**Raw data:**
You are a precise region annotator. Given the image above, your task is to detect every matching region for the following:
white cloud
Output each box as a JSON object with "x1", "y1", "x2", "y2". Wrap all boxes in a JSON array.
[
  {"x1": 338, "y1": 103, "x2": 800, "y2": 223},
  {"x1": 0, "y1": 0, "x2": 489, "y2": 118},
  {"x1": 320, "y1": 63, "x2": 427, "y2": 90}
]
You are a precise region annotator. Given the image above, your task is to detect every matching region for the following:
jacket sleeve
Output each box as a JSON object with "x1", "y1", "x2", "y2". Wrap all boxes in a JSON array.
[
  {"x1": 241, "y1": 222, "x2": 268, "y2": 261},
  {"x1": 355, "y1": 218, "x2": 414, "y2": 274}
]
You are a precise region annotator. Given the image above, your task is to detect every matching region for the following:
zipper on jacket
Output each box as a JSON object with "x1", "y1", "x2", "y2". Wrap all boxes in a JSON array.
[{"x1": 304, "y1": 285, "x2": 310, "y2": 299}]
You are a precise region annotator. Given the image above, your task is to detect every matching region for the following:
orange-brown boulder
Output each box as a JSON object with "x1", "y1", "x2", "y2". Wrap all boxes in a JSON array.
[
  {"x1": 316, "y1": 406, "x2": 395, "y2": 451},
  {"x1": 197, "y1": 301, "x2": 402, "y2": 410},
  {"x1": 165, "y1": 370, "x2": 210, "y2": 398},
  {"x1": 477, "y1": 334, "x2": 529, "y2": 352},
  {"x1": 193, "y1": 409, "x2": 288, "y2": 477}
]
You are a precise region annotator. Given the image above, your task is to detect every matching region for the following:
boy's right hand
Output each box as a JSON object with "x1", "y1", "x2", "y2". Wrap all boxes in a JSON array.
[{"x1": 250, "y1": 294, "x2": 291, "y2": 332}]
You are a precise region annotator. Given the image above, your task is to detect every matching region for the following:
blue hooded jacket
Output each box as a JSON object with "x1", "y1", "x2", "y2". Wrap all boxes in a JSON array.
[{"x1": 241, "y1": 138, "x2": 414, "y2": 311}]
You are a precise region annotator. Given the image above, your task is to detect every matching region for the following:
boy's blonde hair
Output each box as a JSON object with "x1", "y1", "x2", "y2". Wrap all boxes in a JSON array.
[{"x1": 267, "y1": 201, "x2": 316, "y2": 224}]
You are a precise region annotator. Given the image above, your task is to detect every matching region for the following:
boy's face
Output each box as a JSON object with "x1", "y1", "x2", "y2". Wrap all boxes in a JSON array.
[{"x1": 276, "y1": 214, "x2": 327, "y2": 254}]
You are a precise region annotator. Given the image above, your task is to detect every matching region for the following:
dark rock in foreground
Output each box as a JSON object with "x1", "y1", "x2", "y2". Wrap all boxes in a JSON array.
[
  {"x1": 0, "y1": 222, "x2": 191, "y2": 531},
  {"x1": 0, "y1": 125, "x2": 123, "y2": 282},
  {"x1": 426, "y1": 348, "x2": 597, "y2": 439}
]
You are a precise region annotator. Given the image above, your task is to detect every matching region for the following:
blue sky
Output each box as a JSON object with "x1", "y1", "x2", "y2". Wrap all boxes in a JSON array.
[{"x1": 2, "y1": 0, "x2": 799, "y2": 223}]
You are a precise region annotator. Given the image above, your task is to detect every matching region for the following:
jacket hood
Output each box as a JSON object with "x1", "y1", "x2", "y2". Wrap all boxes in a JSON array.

**Task prompt:** Print out all the material above, unaltered.

**Written solution:**
You are a precise region annotator. Given the image above, your task is to detect every matching region for the following:
white cloud
Output each box as a JSON object with "x1", "y1", "x2", "y2". Wrap all boxes in a JSON array.
[
  {"x1": 338, "y1": 103, "x2": 800, "y2": 223},
  {"x1": 0, "y1": 0, "x2": 489, "y2": 118},
  {"x1": 320, "y1": 63, "x2": 427, "y2": 90}
]
You are a precise region annotator. Given the image above, your task is to detect every matching region for the following:
jacket sleeve
Output each box as a JSON object with "x1", "y1", "x2", "y2". Wrap all boxes in a JSON array.
[
  {"x1": 241, "y1": 222, "x2": 268, "y2": 261},
  {"x1": 355, "y1": 218, "x2": 414, "y2": 274}
]
You are a precise region annotator. Given the image above, your task is to detect every matching region for the following:
zipper on jacket
Output each box as a JSON object with "x1", "y1", "x2", "y2". Wrap all boxes in a JSON array.
[{"x1": 304, "y1": 285, "x2": 310, "y2": 299}]
You are a precise region annotator. Given the image above, your task is to detect every matching region for the following:
orange-brown boulder
Output each box as a JSON object with "x1", "y1", "x2", "y2". Wrap all boxes in a JSON array.
[
  {"x1": 316, "y1": 406, "x2": 395, "y2": 451},
  {"x1": 197, "y1": 301, "x2": 402, "y2": 410},
  {"x1": 165, "y1": 370, "x2": 210, "y2": 398},
  {"x1": 477, "y1": 334, "x2": 529, "y2": 352},
  {"x1": 193, "y1": 409, "x2": 288, "y2": 477}
]
You are a precise region annotator. Given the image above, your task is to detect every matching region for the following:
boy's right hand
Output each box as a JSON object with "x1", "y1", "x2", "y2". Wrap all boxes in a JSON array.
[{"x1": 250, "y1": 294, "x2": 291, "y2": 332}]
You are a precise region annotator. Given the image above, your task is to detect every matching region for the following:
blue hooded jacket
Output each box as a JSON object with "x1", "y1", "x2", "y2". Wrap all boxes in a JSON array.
[{"x1": 241, "y1": 138, "x2": 414, "y2": 311}]
You are a precise region annotator. Given the image above, your task is to detect every matching region for the following:
boy's blonde hair
Output each box as a JSON object with "x1", "y1", "x2", "y2". Wrap all boxes in a JSON array.
[{"x1": 267, "y1": 201, "x2": 316, "y2": 224}]
You are a precise region annotator. Given the image above, your task is to detect every matching region for the following:
boy's face
Output each box as a JSON object with "x1", "y1", "x2", "y2". Wrap all boxes in a JSON array.
[{"x1": 276, "y1": 214, "x2": 327, "y2": 254}]
You are a precise region annotator. Given the image above, your task is to detect every matching region for the following:
dark rock in foreground
Output each box as a JSON object with "x1", "y1", "x2", "y2". Wrap all boxes in a JSON array.
[
  {"x1": 0, "y1": 222, "x2": 191, "y2": 531},
  {"x1": 0, "y1": 125, "x2": 123, "y2": 282},
  {"x1": 426, "y1": 348, "x2": 597, "y2": 439}
]
You are a precise region annotator. Given the image above, your task is to detect every matching region for the following:
blue sky
Output each box as a JSON object with "x1", "y1", "x2", "y2". Wrap all boxes in a JSON array.
[{"x1": 2, "y1": 0, "x2": 799, "y2": 223}]
You are a precise region annotator. Given the image above, your task is to detect every matching region for the following:
jacket hood
Output each box as a JSON object with "x1", "y1", "x2", "y2". Wrap all boxes in a JSON array.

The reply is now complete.